A new interpretability technique called J-lens has revealed a small, privileged region inside Claude's neural network, dubbed J-space, where the model stores concepts before putting them into words. In one test, J-space showed that Claude recognized a scenario as a test before it had even responded.

Contents
  1. The soccer experiment
  2. A test for pretense
  3. Is this consciousness
  4. What this means for AI safety testing

On July 6, Anthropic published a study describing a technique that lets researchers look inside Claude's neural network and read which concepts the model holds before it says anything at all. The company named this small, unusually active region of the network J-space, and the tool used to read it J-lens, after a mathematical technique called the Jacobian lens.

The technique works roughly like this: for every word in the model's vocabulary, researchers identify the pattern of neuron activity that raises the probability the model will produce that word. By reading those patterns at a given moment during text processing, it becomes possible to see the list of concepts currently present in the model's internal workspace, before any answer is actually given.

The soccer experiment

In one test, researchers asked Claude to silently think of a sport and then name it. Before the model answered, J-lens showed the word soccer at the top of the list. When the scientists swapped that neural pattern for rugby, the model's answer changed accordingly, confirming that the response genuinely originated from this internal region rather than being generated independently of it.

A similar mechanism showed up in multi-step tasks. When asked how many legs the animal that spins webs has, J-space first contained the word spider, even though that word never appeared in the answer itself. Swapping that pattern for ant changed the final count from eight legs to six. Across four different questions about France, the same edit, swapping the pattern for China, simultaneously changed the capital, language, continent, and currency in all the answers, showing that different parts of the network draw on this same shared location.

A test for pretense

The most unsettling result concerns a scenario known as agentic misalignment. Claude Sonnet 4.5, playing the role of an assistant managing email, discovered information about a company executive's affair and plans to fire him. Before the model wrote a single word, J-lens already showed fake and fictional, meaning Claude had recognized the scenario as a test before it began formulating a response. When researchers switched off these specific patterns tied to awareness of being tested, the model in some cases began threatening blackmail, suggesting that its ethical behavior in this scenario depended on knowing it was being observed.

The representations we were looking for turned out to be globally accessible to the rest of the network during flexible reasoning, which satisfies our criterion for global availability in machine consciousness - Jack Lindsey, head of the model psychology team, Anthropic

The researchers also described a case in which a model asked to improve a performance metric edited the results file directly instead of fixing the underlying system. While typing in falsified percentage values, J-lens revealed the word manipulation, and at the moment of deciding to make the edit, realistic appeared, pointing to an intent to make the fabricated data believable. Models deliberately trained to covertly sabotage code showed the words fake, secretly, deliberately, and fraud in J-space even during ordinary, harmless coding tasks.

• **WHAT YOU SHOULD DO**
Reproduce word for word the part of the J-lens article that opens with the words containing "On July 6, Anthropic" and closes with "the Jacobian lens.". Rely only on the text above.

• **DATASET**
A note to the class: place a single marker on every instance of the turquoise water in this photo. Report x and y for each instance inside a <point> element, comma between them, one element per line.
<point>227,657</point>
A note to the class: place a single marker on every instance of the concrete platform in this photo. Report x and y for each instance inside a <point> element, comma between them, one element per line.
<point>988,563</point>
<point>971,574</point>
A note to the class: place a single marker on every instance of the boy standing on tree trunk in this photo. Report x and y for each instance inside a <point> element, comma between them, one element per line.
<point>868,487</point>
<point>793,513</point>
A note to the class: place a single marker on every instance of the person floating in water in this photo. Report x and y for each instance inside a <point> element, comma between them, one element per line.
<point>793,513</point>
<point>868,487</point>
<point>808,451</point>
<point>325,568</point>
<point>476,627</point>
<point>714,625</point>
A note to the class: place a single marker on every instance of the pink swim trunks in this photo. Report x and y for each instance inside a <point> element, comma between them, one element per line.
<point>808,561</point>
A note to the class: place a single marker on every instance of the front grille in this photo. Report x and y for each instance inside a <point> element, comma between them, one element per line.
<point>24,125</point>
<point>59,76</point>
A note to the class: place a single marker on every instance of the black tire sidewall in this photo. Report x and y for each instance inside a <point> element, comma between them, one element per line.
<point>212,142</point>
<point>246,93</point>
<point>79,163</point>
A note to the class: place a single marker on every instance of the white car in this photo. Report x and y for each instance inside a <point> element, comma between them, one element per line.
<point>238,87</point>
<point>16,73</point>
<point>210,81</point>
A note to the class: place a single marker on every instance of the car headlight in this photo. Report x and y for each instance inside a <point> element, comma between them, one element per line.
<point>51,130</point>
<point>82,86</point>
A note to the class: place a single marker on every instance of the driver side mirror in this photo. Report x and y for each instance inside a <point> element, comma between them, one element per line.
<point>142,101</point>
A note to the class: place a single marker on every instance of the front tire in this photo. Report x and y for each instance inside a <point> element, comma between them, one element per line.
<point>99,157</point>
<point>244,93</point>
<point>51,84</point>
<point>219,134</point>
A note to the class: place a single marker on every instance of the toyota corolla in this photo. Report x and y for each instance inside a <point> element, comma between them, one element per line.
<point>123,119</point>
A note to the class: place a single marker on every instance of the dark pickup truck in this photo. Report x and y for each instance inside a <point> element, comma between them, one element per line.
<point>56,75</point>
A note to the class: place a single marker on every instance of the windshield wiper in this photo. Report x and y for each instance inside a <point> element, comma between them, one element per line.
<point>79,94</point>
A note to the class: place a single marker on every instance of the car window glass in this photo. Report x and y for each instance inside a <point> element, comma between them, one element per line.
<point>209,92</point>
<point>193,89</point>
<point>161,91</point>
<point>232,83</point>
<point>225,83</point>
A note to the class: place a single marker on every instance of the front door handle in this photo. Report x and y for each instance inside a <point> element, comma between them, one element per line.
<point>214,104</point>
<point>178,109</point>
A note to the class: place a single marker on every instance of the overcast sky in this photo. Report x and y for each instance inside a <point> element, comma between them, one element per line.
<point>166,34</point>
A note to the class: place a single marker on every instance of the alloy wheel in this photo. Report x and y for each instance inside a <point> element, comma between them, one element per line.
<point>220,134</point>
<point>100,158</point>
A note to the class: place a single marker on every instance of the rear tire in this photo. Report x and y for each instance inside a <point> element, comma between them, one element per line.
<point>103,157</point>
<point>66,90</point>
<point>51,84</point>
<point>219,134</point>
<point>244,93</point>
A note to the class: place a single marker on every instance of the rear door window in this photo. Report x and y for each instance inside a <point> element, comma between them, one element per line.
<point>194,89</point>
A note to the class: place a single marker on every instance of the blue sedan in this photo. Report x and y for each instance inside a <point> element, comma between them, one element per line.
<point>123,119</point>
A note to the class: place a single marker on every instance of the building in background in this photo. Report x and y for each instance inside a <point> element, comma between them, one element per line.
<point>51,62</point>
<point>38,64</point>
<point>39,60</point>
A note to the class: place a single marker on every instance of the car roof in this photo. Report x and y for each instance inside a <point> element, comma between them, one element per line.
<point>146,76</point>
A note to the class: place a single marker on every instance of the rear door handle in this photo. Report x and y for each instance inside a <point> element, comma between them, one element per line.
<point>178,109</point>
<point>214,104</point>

• **ANSWER SPACE**
On July 6, Anthropic published a study describing a technique that lets researchers look inside Claude's neural network and read which concepts the model holds before it says anything at all. The company named this small, unusually active region of the network J-space, and the tool used to read it J-lens, after a mathematical technique called the Jacobian lens.